* WHAT THE TASK REQUIRES *
Please answer these questions from the Altair excerpt below:
(a) Which field is set as the tooltip in the scatter plot code?
(b) What problem does the text name with the first faceted plot?
(c) How does the text describe what `mark_area()` draws?

* EXCERPT *
Now we can see multiple data fields upon mouse over!

### Column and Row Facets

- Here is a trellis plot that divides the data into one column per \`cluster\` value:

In [None]:
alt.Chart(data2000).mark_point(filled=True).encode(
    alt.X('fertility:Q'),
    alt.Y('life_expect:Q'),
    alt.Size('pop:Q', scale=alt.Scale(range=[0,1000])),
    alt.Color('cluster:N'),
    alt.OpacityValue(0.5),
    alt.Tooltip('country:N'),
    alt.Order('pop:Q', sort='descending'),
    alt.Column('___') # <--
)

The plot above does not fit on screen, making it difficult to compare all the sub-plots to each other! 

In [None]:
alt.Chart(data2000).mark_point(filled=True).encode(
    alt.X('fertility:Q'),
    alt.Y('life_expect:Q'),
    alt.Size('pop:Q', scale=alt.Scale(range=[0,1000]),
             legend=alt.Legend(orient='bottom', titleOrient='left')), 
    alt.Color('cluster:N', legend=None), 
    alt.OpacityValue(0.5),
    alt.Tooltip('country:N'),
    alt.Order('pop:Q', sort='descending'),
    alt.Column('cluster:N')
).properties(___=135, ___=135) # <--

## Graphical Marks

- Our exploration of encoding channels above exclusively uses `point` marks to visualize the data.

- However, the `point` mark type is only one of the many geometric shapes that can be used to visually represent data. Altair includes a number of built-in mark types, including:

- `mark_area()` - Filled areas defined by a top-line and a baseline.

(Point labeling dataset excerpts)
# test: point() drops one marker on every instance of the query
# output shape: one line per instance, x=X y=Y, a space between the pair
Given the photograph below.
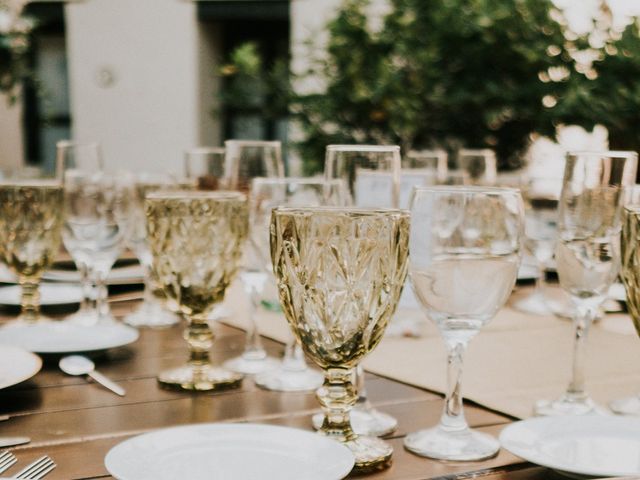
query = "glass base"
x=371 y=454
x=203 y=378
x=626 y=406
x=151 y=315
x=568 y=405
x=252 y=363
x=534 y=304
x=465 y=445
x=287 y=380
x=365 y=421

* RESPONSE TO THIS TASK *
(a) The `country` field, written as 'country:N'.
(b) It does not fit on screen, which makes it difficult to compare all the sub-plots to each other.
(c) As filled areas defined by a top-line and a baseline.